### [Text for analysis]
= Beginning of Section =

CBS is heavily hyping tonight's Survivor. Can it measure up?
It's been my firm position that this season of Survivor (the nineteenth!) has been the worst ever. The contestants blend together, the purported "villain" is all talk, and there's not a single person who has emerged as someone to really root for.
But fear not! CBS has been promoting tonight's episode as terrifying and incredibly dramatic, to the point where ... well, watch for yourself.
Can the episode possibly live up to this kind of promotion? Having seen it, I can tell you what I think.
What I think, after the jump.
The short answer is that what happens here isn't quite as massively terrifying as this would lead you to believe. It left me thinking that this, while upsetting, could only conceivably be the scariest thing Jeff Probst has ever seen on the show because he wasn't there when contestant Mike Skupin passed out and fell into the fire, and because he responds to things based on how they look and not the actual danger they pose. (My guess is that several medical situations in the past — including a couple of raging infections and an intestinal blockage — have been at least as genuinely dangerous as this is.)

= End of Section =

### [Provided records]
= Beginning of Section =

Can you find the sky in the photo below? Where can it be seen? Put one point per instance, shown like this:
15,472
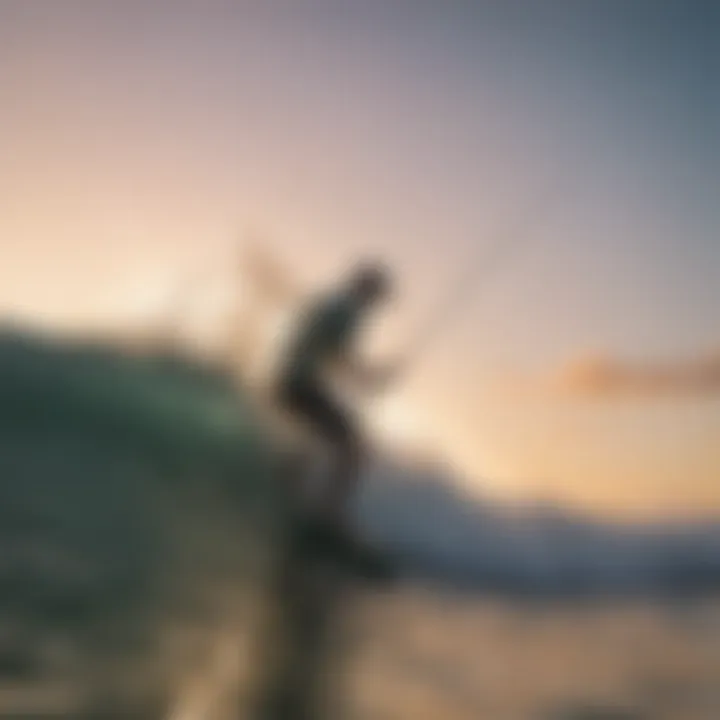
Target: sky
140,138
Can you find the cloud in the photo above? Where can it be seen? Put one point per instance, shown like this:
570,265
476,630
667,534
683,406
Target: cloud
604,376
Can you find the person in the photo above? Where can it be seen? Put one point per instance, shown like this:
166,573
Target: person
323,344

= End of Section =

### [Required tasks]
1 – According to the Survivor commentary, which contestant passed out and fell into the fire?
2 – Resume the commentary on the Survivor episode after its last sentence.

### [Results for the exercise]
1 – Mike Skupin

2 –
The rest of the episode, however, where everyone is miserable and shivering? That does live up to what they're promising. For many, many seasons now, the conditions for contestants have seemed vaguely unpleasant, but not harrowing. You'd be filthy, lonely and bored, but not necessarily suffering. (Conditions were harrowing back in the second and third seasons, in the Outback and in Africa, but after that, things got easier.) In recent seasons, there has been a lot of time spent lying on the beach, frolicking in the water, and — at worst — lying around doing nothing.
This is the first time in many seasons that the contestants have looked this legitimately miserable, when you can imagine people quitting because they just don't want to be there. For viewers whose enjoyment of the show is partly based on battling the elements, there's more here than there has been in years. The guy in that promo who says he spent 22 hours hiding in the trunk of a tree isn't kidding around. He's still a Survivor contestant and therefore slightly difficult to take seriously, but he wasn't in the tree for kicks.
The problem, of course, is that if you don't care about the people, all of this is less effective. If they'd spent the first five episodes developing the story and not just watching the other Russell (the bald, preening fellow) talk about how smart he is, this would be more interesting. As it is, it's more like, "Wow, I feel bad for that blonde lady whose name I don't remember. She looks cold."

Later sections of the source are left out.